Reproduce each line exactly, including spacing and punctuation.

- LISTED RECORDS:
* * * * * * * * *
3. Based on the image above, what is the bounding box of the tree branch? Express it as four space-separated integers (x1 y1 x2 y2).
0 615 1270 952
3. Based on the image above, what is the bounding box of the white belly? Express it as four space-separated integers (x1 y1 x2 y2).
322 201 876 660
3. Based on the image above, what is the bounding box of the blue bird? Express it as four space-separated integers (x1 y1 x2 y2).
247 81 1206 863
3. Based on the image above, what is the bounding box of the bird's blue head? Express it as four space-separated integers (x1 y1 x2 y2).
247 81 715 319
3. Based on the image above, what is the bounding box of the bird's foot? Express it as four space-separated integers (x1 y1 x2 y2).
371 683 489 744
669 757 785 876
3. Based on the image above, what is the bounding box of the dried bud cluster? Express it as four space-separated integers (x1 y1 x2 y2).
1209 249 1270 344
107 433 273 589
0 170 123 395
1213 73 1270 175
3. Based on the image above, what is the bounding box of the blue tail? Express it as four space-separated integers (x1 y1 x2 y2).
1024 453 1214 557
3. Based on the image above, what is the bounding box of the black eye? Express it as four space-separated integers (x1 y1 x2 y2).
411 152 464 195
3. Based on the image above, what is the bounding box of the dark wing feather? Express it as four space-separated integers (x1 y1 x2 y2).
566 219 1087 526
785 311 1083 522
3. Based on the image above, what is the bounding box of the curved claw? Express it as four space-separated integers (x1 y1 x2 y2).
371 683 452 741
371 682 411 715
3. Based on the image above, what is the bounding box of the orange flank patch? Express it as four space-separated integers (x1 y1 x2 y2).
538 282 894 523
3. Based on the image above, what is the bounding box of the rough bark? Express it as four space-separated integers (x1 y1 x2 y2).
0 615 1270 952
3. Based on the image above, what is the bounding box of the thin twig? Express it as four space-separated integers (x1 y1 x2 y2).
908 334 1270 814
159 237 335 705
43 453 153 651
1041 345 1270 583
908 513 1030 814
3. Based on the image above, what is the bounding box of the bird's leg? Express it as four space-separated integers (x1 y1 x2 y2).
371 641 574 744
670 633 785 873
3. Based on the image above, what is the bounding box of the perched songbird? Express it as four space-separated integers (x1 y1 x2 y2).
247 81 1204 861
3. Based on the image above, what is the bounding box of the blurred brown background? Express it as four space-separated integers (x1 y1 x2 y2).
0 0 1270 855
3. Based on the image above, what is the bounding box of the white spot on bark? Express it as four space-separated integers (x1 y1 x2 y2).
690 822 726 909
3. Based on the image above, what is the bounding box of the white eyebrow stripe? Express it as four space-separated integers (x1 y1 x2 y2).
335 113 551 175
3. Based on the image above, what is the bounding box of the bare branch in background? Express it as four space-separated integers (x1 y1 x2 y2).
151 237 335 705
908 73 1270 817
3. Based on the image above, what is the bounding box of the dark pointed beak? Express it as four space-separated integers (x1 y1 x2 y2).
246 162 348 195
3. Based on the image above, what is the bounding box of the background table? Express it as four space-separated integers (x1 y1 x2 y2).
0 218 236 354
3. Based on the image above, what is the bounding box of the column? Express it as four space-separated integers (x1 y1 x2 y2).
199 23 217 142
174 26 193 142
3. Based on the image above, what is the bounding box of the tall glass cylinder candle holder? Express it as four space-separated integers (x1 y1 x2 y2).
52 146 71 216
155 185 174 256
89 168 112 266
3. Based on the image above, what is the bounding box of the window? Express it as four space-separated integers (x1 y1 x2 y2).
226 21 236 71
* * * * * * * * *
- FULL OUTPUT:
3. Based on the image above, what is the bounding box of the tree branch? Express it as four space-separated integers (x1 y1 x2 y2).
0 615 1270 952
3. Based on the image above, what is the bounding box of the white belly? Express it as four space-separated integers (x1 y1 x2 y2).
322 201 876 660
3. Based on the image above, what is the bounding box of the blue bird? Express it as four space-separated integers (x1 y1 x2 y2).
247 81 1206 863
3. Based on the image above, what is the bounding box of the bird's blue head? Express it as four space-separated integers (x1 y1 x2 y2).
247 81 715 319
3. Based on the image above, what is the bounding box of the bird's foot? Express it as four space-separated integers (x1 y1 x2 y2).
371 683 489 744
669 757 785 876
3. Based on the image above, what is the bounding box of the dried bud cluster? Express it as four space-separated integers (x1 y1 x2 y2).
1209 249 1270 344
107 433 273 589
0 170 123 395
1213 73 1270 175
3. Based on the image above, what is the bounding box of the blue tail? Express it as four space-separated integers (x1 y1 x2 y2).
1024 453 1214 557
3. Based on the image above, what is the bounding box of the black eye? Express it as four space-separated integers (x1 y1 x2 y2).
411 152 464 195
3. Based on the image above, what is the bounding box of the dark wing feather? Express it as four space-separated integers (x1 y1 x2 y2).
566 219 1087 526
785 311 1083 522
3. Based on the image above, what is the bounding box of the curved claw? Express it as four space-separated integers (x1 y1 x2 y2).
371 683 452 741
371 682 411 715
3. Based on the image above, what is the bounding box of the orange flank patch? Express it as four space-separated integers (x1 y1 x2 y2).
538 282 894 523
3. Based on the image above, what is the bounding box of the rough bark? Express it as four space-separated integers (x1 y1 x2 y2).
0 615 1270 952
3. Based on the image above, what is the bounding box of the thin twig? Express it as four space-separated integers (x1 y1 x2 y2).
908 334 1270 814
159 237 335 705
43 453 153 651
1041 345 1270 583
908 513 1030 814
3. Based on the image above, what is the bounding box of the bird's leg? Express it as four space-separated integers (x1 y1 x2 y2).
371 641 574 744
670 633 785 873
3. Based on the image above, what is the bounding box of the perched songbird? Express it as four space-separated integers (x1 y1 x2 y2).
247 81 1204 861
3. Based on the image above, what is the bounding box of the blurred brown background? Express it as four space-separated integers (x1 y1 x2 y2).
0 0 1270 855
3. Based on the image above, what is the bounding box of the white spot on bark? Express it as four space-separated integers (x1 y1 x2 y2).
690 822 726 909
3. Based on the image above, what is the bounding box of the white eyebrow stripe? Express it as four space-separated integers (x1 y1 x2 y2).
335 113 551 175
3. Based on the image above, what is the bounding box of the bare branch in background? Express it as four space-separated integers (x1 y1 x2 y2).
151 237 335 705
908 73 1270 817
3. Based on the image above, what is the bounding box of the dark pointed beak? Express it as four space-separated integers (x1 y1 x2 y2).
246 162 348 195
3. Based on the image above, what is the bounding box of the background table? Express it as four space-separated integers (x1 y1 x2 y2).
0 218 236 354
3. Based on the image above, what is the bounding box of the column? Express it as four space-separated integers (x1 y1 x2 y2).
199 23 217 142
174 26 193 142
3. Based on the image above, what is the bounding box of the tall glass cylinder candle holder? Express it as four space-separated integers (x1 y1 x2 y2).
52 146 71 216
155 185 174 256
89 168 112 266
3. Based on the image above, what is the bounding box of the window? Express it as four space-separated integers (x1 y1 x2 y2).
226 21 236 71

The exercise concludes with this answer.